> WORK ORDER: Extract the run of lines that starts at the top of the records below and ends at the line with "In this exercise you will indicate the tree", keeping both ends and excluding pictures.

> WORKING DATA:
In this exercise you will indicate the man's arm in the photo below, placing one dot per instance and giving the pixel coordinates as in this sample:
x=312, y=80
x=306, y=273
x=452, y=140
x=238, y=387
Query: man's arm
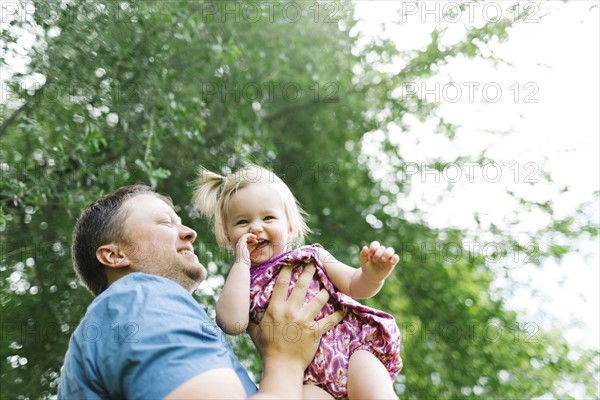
x=284, y=360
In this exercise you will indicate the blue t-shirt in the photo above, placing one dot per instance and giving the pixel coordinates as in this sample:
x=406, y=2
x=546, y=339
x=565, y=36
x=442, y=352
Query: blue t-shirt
x=142, y=338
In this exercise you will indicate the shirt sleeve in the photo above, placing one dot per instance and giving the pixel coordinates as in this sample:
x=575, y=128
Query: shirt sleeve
x=152, y=337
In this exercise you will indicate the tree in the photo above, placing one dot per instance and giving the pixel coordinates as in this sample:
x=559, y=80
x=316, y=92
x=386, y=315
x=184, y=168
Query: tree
x=149, y=91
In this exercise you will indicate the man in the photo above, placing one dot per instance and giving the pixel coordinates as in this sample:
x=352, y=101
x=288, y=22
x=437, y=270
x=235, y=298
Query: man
x=144, y=336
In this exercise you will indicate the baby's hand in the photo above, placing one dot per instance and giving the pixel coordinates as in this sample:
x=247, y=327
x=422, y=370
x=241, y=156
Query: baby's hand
x=242, y=254
x=377, y=261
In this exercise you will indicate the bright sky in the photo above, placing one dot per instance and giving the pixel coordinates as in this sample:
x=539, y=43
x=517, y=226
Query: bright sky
x=548, y=97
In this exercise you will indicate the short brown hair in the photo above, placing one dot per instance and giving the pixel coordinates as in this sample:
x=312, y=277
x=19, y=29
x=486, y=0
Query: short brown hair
x=99, y=224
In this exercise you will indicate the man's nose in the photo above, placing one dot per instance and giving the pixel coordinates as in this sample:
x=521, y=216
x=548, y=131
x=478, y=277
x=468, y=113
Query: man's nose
x=188, y=233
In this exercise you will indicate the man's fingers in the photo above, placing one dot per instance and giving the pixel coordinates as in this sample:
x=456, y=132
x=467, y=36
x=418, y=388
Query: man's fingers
x=299, y=293
x=327, y=323
x=314, y=306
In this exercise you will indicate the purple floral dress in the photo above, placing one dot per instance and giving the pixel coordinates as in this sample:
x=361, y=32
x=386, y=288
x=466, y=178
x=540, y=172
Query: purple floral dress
x=363, y=328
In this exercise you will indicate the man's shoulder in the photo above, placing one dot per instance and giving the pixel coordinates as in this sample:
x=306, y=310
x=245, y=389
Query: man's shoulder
x=141, y=296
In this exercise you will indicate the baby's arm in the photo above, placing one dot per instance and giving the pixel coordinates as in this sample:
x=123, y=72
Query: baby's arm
x=233, y=306
x=376, y=264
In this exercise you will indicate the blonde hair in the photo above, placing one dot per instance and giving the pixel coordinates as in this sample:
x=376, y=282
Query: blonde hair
x=212, y=194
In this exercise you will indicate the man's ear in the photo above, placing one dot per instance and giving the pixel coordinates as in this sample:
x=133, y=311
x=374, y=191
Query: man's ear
x=112, y=256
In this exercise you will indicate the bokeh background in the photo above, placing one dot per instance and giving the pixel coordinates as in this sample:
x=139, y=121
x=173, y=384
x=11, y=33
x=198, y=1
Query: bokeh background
x=465, y=135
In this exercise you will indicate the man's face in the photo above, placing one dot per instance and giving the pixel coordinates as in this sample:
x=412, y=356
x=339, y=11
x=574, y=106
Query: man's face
x=158, y=243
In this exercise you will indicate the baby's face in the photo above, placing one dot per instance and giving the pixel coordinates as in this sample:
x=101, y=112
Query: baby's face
x=259, y=209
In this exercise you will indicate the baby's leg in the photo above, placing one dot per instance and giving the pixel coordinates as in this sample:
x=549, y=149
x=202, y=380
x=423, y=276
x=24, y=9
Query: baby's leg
x=315, y=392
x=368, y=378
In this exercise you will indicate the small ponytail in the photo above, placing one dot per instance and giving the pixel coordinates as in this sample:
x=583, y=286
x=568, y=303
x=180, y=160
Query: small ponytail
x=206, y=192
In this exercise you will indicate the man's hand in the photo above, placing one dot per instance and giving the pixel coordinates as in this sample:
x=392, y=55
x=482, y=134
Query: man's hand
x=288, y=332
x=377, y=261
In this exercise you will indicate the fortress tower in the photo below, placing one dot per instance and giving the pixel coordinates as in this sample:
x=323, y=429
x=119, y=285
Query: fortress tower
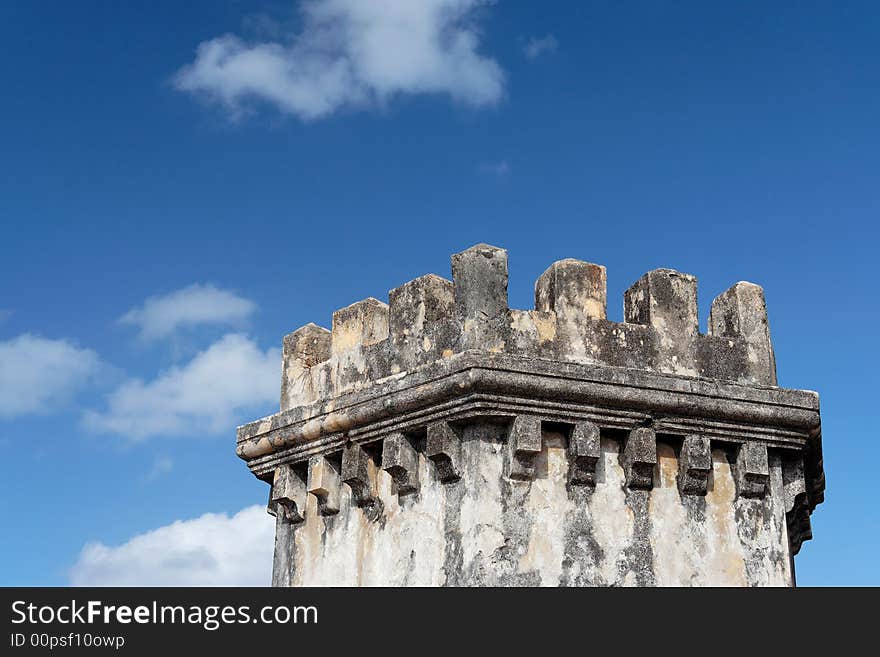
x=446, y=439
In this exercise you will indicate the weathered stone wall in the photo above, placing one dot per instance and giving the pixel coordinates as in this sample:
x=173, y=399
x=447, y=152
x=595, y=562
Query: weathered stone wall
x=450, y=440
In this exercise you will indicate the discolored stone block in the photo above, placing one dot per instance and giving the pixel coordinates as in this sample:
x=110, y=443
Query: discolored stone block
x=640, y=457
x=401, y=461
x=573, y=289
x=524, y=444
x=359, y=325
x=695, y=464
x=443, y=447
x=584, y=453
x=288, y=495
x=324, y=483
x=741, y=312
x=359, y=473
x=480, y=284
x=752, y=470
x=666, y=300
x=302, y=350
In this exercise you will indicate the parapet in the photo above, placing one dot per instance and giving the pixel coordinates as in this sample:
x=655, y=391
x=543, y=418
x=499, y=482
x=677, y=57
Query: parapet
x=392, y=386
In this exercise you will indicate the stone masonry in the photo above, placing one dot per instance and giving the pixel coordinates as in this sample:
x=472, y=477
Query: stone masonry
x=446, y=439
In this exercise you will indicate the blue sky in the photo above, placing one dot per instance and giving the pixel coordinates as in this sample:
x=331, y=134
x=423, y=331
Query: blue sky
x=169, y=214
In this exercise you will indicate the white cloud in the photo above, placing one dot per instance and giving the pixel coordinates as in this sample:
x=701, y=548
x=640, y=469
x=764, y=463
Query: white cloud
x=204, y=396
x=539, y=46
x=162, y=465
x=160, y=316
x=211, y=550
x=351, y=53
x=38, y=373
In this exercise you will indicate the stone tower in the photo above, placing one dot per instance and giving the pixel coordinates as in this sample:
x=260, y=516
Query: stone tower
x=446, y=439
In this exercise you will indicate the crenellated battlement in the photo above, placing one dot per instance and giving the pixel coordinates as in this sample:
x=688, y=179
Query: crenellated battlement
x=431, y=318
x=419, y=397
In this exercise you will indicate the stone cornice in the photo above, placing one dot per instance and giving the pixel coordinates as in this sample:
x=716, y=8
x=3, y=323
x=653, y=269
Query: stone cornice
x=479, y=384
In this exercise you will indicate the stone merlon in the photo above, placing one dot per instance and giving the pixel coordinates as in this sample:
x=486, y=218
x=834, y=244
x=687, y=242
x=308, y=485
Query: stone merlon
x=617, y=440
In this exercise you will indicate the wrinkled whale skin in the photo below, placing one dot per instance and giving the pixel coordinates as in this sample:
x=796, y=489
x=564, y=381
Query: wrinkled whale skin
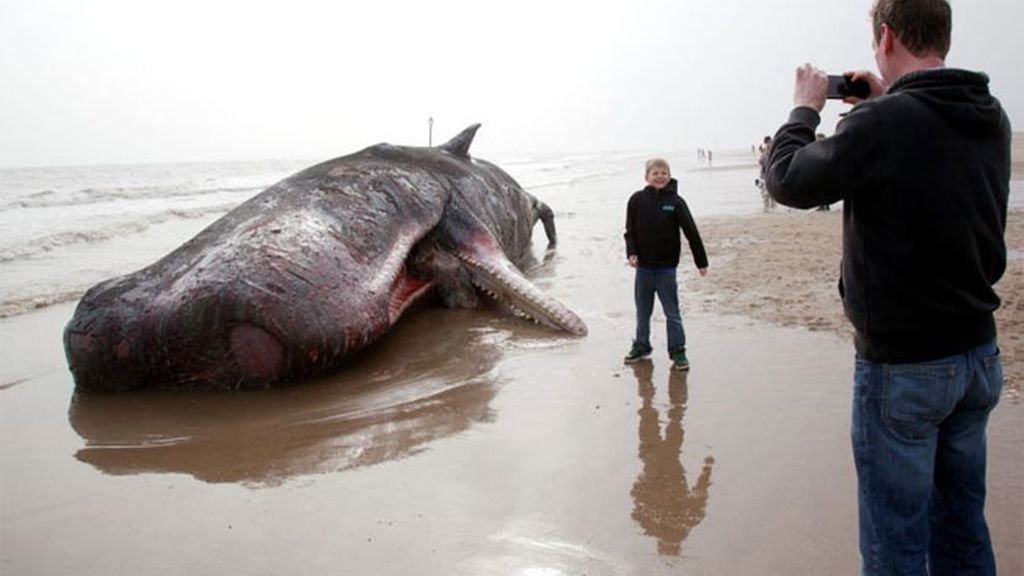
x=312, y=270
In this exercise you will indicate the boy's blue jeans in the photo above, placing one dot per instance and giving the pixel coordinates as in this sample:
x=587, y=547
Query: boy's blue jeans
x=662, y=282
x=919, y=446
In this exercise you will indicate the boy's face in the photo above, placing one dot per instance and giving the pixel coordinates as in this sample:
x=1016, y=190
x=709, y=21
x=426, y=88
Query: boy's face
x=658, y=177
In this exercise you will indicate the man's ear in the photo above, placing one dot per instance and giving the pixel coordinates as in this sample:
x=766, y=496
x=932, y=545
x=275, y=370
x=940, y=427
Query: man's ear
x=886, y=42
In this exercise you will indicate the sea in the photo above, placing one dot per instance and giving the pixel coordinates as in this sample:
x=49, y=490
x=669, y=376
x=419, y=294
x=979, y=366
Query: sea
x=66, y=229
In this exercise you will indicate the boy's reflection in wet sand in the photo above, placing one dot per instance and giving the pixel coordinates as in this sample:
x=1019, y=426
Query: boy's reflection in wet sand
x=664, y=504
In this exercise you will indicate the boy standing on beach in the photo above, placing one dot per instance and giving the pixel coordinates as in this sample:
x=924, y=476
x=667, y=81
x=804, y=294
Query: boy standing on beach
x=653, y=217
x=923, y=167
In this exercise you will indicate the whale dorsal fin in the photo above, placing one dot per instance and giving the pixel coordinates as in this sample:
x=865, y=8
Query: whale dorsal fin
x=459, y=146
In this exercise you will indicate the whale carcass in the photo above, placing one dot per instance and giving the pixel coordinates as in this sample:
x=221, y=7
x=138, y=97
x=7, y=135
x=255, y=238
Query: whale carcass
x=303, y=276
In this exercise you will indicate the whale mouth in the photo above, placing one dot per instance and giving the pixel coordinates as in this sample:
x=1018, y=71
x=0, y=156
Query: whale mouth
x=406, y=290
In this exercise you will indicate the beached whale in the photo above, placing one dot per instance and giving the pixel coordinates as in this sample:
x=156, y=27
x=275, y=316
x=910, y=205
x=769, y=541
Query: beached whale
x=314, y=269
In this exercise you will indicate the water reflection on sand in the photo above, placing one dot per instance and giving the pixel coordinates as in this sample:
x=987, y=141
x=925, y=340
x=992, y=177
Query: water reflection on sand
x=665, y=504
x=412, y=389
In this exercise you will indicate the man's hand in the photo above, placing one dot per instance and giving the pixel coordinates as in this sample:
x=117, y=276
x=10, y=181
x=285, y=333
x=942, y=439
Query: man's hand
x=878, y=86
x=811, y=87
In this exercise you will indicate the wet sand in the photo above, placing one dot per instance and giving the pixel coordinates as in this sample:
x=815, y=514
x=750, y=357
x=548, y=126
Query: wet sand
x=470, y=443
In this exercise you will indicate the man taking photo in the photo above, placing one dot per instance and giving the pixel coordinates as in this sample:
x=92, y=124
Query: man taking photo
x=923, y=168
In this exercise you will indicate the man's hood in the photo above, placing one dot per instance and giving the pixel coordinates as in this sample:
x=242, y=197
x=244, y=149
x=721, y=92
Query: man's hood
x=962, y=97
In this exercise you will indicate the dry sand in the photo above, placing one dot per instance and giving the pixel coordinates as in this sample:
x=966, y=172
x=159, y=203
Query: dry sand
x=468, y=442
x=754, y=276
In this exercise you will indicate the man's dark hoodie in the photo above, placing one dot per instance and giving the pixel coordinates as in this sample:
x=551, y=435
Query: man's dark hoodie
x=653, y=218
x=924, y=172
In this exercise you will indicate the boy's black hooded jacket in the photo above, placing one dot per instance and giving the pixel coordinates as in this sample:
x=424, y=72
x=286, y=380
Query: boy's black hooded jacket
x=653, y=218
x=924, y=172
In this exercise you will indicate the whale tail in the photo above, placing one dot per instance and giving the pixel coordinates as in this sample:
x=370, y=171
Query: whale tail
x=459, y=146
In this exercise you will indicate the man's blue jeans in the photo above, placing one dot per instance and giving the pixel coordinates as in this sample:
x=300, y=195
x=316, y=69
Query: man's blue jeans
x=919, y=446
x=662, y=282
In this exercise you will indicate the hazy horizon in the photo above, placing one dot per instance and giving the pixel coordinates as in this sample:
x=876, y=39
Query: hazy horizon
x=120, y=82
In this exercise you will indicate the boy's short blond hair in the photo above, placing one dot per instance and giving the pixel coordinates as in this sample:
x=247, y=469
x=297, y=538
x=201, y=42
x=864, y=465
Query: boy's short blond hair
x=656, y=163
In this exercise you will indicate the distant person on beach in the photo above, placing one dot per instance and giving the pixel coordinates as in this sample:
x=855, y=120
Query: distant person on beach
x=923, y=168
x=766, y=198
x=653, y=217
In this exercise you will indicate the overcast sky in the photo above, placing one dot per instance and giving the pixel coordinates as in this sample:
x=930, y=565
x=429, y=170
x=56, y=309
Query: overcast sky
x=127, y=81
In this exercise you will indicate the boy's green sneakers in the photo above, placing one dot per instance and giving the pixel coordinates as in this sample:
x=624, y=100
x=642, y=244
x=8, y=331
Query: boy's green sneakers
x=679, y=361
x=636, y=355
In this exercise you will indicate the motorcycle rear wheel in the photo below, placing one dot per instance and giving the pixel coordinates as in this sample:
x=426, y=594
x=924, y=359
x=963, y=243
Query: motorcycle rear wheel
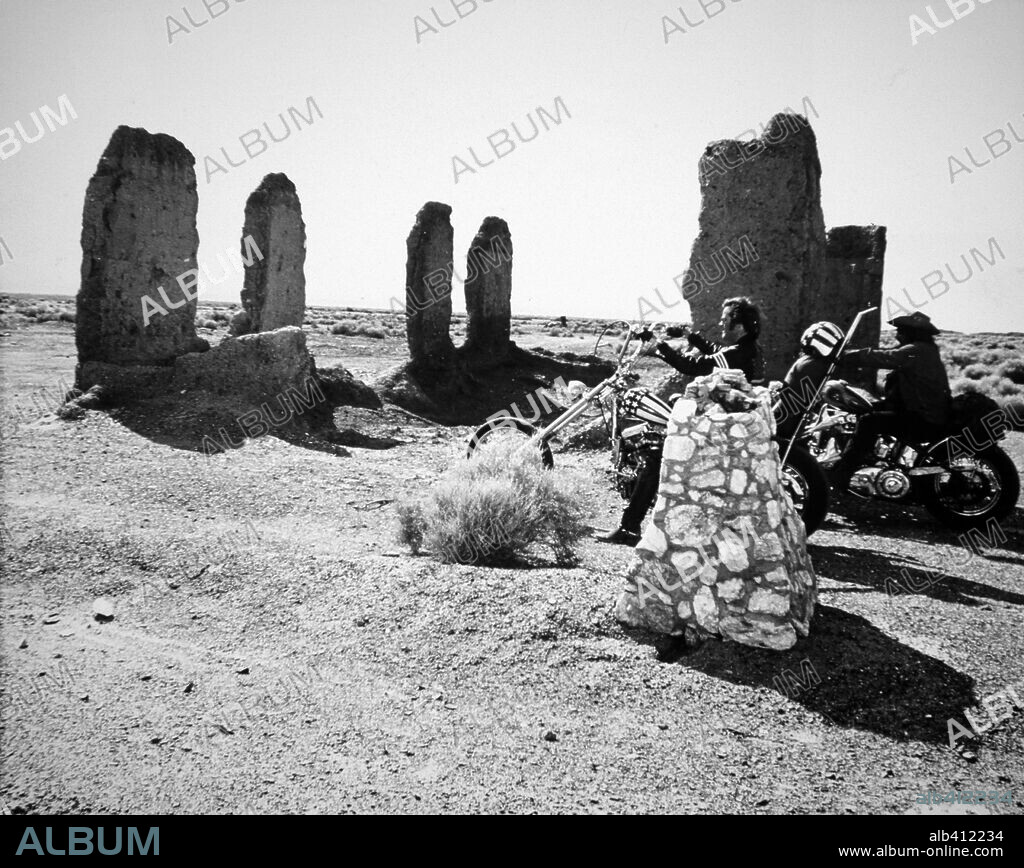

> SOLUTION TO THE EXERCISE:
In this exercise you will indicate the man's arm in the photo below, placing one dot per instance and giving the pixel coordinates as in this sample:
x=312, y=80
x=306, y=273
x=452, y=140
x=238, y=387
Query: man's arm
x=284, y=360
In this exercise you will indicate the blue t-shirt in the photo above, placing one dot per instance and giving the pixel coordinates as in this sample:
x=406, y=2
x=546, y=339
x=565, y=36
x=442, y=352
Query: blue t-shirt
x=142, y=338
In this exercise you will indicate the shirt sleeve in the photo above, placing one dot per instance and giving the pixel coordinates as in this sample:
x=575, y=128
Query: shirt sleeve
x=152, y=337
In this exercise you will indicate the tree in the photo above, placing one dot per instance and giving the pixel coordinates as in this sample:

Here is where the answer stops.